## Consegna
Nel brano sulle verità eterne, riportato più avanti, individua tutti gli aggettivi riferiti direttamente alla parola "regole".

6.10 - Le verità eterne

Così pure, per quanto concerne le immagini delle cose materiali attinte per mezzo dei sensi del corpo e come infuse nella memoria, per mezzo delle quali ci formiamo, anche delle cose che non abbiamo visto, delle rappresentazioni immaginarie ( siano, queste immagini, diverse o, per caso, corrispondenti alla realtà ), è ancora secondo regole del tutto diverse, regole immutabili che trascendono il nostro spirito, che noi le approviamo o disapproviamo in noi stessi, quando le approviamo o disapproviamo secondo il retto giudizio.

Infatti anche quando mi ricordo delle mura di Cartagine che ho visto, ed immagino quelle di Alessandria che non ho visto, e preferisco tra queste rappresentazioni presenti alla mia immaginazione talune ad altre, la mia preferenza è razionale; si afferma e brilla al di sopra di esse il giudizio di verità e gli danno fermezza le regole incorruttibili del suo diritto; e sebbene sia quasi velato da una nube di immagini materiali, esso non ne è avviluppato e non si confonde con esse.

## Dati disponibili
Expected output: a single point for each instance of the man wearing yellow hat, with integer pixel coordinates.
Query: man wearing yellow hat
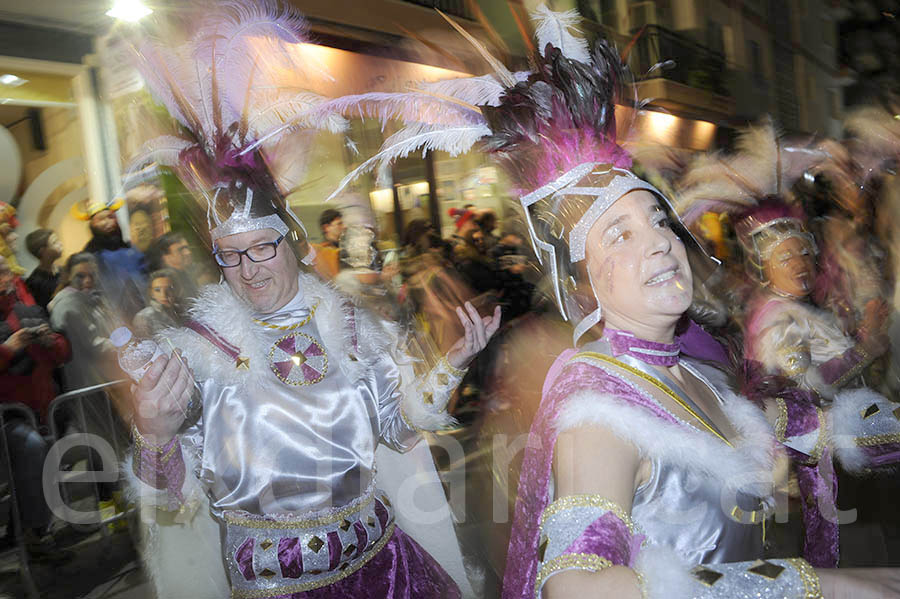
(121, 266)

## Risposta completa
diverse, immutabili, incorruttibili